----- Document section
After spending a week getting up to speed with C, libpq internals, http2 
standard, libnghttp2 interface, etc., I’m fairly convinced that pg/http2 is 
feasible.

Sadly, my experience with C and Postgres internals is non-existent, and I am 
not yet able to finalize a live demo. The above curl request does establish the 
connection, receives the settings frame and queries the database, but I’m still 
struggling with writing code to return the http2 response. At this stage, it’s 
purely an issue of mechanically writing the code, I think I solved how it all 
works in principle.

If anyone finds the idea of Postgres speaking http2 appealing, I’d welcome 
guidance/mentoring/coding help (or just plain taking over). I a put up a repo 
with the results so far and a longer writeup: https://github.com/dsimunic/pg_h2 

All changes I made to the codebase are in a single commit, hopefully easy to 
understand what is happening. You’ll need libnghttp2 and openssl 1.0.2 or newer 
to compile.

My hope is that this post leads to a conversation and gets a few people excited 
about the idea the way I am. Maybe even some of the GSoC students would take 
the implementation further?


Damir






Re: Proposal: http2 wire format

2018-03-25 Thread Damir Simunic
> On 25 Mar 2018, at 19:42, David Fetter  wrote:
> 
> On Sat, Mar 24, 2018 at 06:52:47PM +0100, Damir Simunic wrote:
>> Hello hackers,
>> 
>> I’d like to propose the implementation of new wire protocol using http2 
>> framing. 
> 
> Welcome to the PostgreSQL community!  This is a very interesting idea.
> Please send a patch to this mailing list on this thread.
> 

Thanks David, very excited to be part of pgsql-hackers!

> In order to get and keep it on the radar, you should know about how
> development works in PostgreSQL.
----------
----- Information shown
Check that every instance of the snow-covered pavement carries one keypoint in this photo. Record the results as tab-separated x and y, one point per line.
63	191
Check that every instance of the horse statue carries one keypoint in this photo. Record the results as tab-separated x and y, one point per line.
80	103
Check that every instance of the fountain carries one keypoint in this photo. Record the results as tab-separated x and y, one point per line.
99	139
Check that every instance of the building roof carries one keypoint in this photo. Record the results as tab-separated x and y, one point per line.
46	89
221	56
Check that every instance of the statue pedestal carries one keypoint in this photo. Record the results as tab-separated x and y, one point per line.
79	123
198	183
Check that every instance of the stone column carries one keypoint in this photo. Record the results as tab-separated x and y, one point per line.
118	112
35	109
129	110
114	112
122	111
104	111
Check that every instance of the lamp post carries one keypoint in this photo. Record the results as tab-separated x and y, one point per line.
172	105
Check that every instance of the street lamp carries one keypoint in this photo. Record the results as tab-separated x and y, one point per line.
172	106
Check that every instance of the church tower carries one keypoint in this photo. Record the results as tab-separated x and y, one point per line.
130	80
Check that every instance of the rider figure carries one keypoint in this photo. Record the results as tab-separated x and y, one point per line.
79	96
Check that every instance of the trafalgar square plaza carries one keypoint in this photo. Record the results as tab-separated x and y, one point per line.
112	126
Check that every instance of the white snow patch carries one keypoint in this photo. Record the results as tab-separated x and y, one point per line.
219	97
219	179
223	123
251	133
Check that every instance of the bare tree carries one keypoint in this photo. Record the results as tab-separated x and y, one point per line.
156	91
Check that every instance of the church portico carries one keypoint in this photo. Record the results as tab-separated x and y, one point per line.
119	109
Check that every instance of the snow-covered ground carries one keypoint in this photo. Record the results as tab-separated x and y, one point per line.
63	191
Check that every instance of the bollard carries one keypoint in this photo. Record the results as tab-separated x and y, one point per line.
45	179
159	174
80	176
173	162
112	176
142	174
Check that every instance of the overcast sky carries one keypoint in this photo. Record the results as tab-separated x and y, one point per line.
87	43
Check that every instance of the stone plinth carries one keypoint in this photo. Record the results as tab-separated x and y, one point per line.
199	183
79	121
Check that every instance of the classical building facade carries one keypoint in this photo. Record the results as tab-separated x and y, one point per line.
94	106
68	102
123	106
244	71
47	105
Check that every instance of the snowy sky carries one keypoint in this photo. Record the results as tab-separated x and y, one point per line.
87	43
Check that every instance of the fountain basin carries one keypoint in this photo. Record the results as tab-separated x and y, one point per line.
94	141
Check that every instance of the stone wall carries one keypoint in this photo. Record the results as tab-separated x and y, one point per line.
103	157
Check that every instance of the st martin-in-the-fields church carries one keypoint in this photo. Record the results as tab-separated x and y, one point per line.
----------
• [Job]
Can you continue the thread proposing an http2 wire format for Postgres from its last line? The records come from a different source than the text.

• [Result below]
> 
> http://wiki.postgresql.org/wiki/Development_information
> 
> In particular, please look at: 
> http://wiki.postgresql.org/wiki/Submitting_a_Patch
> 

To put it out front: my forte is product design, not C coding. (Also, I made a 
grammar error in the opening sentence: I’m not proposing “the implementation”, 
but “implementing h2 as new wire proto”)

I did study all of the resources you mentioned. And am voraciously reading up 
on Postgres internals, scouring its source, practicing C development, etc. 

My email is the result of the first advice under “Brand new features” in “So 
you want to be a developer?”.

> I notice that you patched 10. New features, and this is definitely
> one, go against git master.
>  

Let me figure out how to do that pronto. 10.2 tarball was easier to learn from 
as it was not a moving target. Whatever I did so far is not yet patch-worthy.

>> It appears to me that http2 solves many of the issues on the TODO
>> list under “Wire Protocol Changes / v4 Protocol,“ without any
>> obvious downsides. 
> 
> Here are a few things to consider, at least from my perspective:
> 
> - Docs. Gotta have some: https://wiki.postgresql.org/wiki/Documentation_Tools

No worries about that—I love writing :)

> 
> - Testing. Gotta have some in src/test/regress in the source tree.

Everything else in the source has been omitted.